** start Records supplied **

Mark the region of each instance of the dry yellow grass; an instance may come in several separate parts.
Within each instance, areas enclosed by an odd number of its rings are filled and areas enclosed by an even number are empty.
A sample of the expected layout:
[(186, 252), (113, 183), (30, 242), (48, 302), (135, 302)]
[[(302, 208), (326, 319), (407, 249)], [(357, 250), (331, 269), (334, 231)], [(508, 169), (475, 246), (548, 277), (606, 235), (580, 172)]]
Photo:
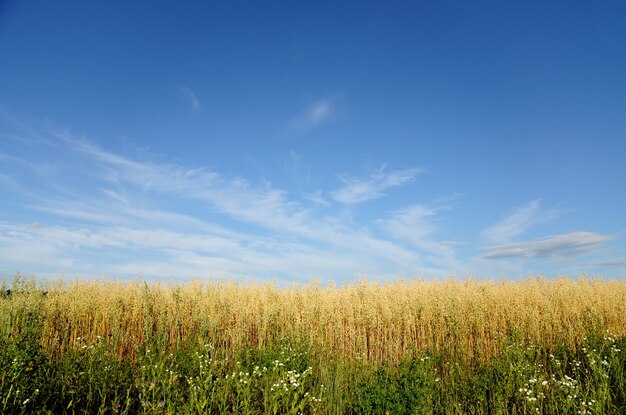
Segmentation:
[(286, 336), (373, 361), (424, 349), (488, 360), (503, 347), (503, 336), (576, 347), (592, 332), (626, 335), (624, 280), (361, 281), (292, 288), (75, 282), (47, 289), (42, 342), (59, 352), (76, 347), (79, 337), (108, 339), (122, 356), (148, 337), (168, 348), (201, 341), (228, 351)]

** end Records supplied **

## To do
Swap "dry yellow grass" for "straw-colored grass" throughout the data above, and write out all of its lines again with nothing else changed. Leave out the picture.

## Reply
Mark the region of each instance of the straw-colored grass; an instance may come in several separate parts.
Within each instance, areas enclosed by an odd number of its rings are filled and areas enclosed by an even number are empty.
A sample of the expected layout:
[(186, 252), (113, 183), (30, 242), (48, 302), (135, 302)]
[[(302, 208), (326, 319), (407, 249)], [(357, 250), (331, 269), (334, 231)], [(508, 169), (475, 246), (548, 277), (606, 235), (580, 172)]]
Photo:
Segmentation:
[(286, 336), (373, 361), (424, 349), (488, 360), (503, 347), (503, 336), (576, 347), (592, 332), (626, 335), (624, 280), (361, 281), (292, 288), (75, 282), (47, 289), (42, 342), (59, 352), (76, 347), (79, 337), (108, 339), (122, 356), (148, 337), (168, 348), (201, 341), (228, 351)]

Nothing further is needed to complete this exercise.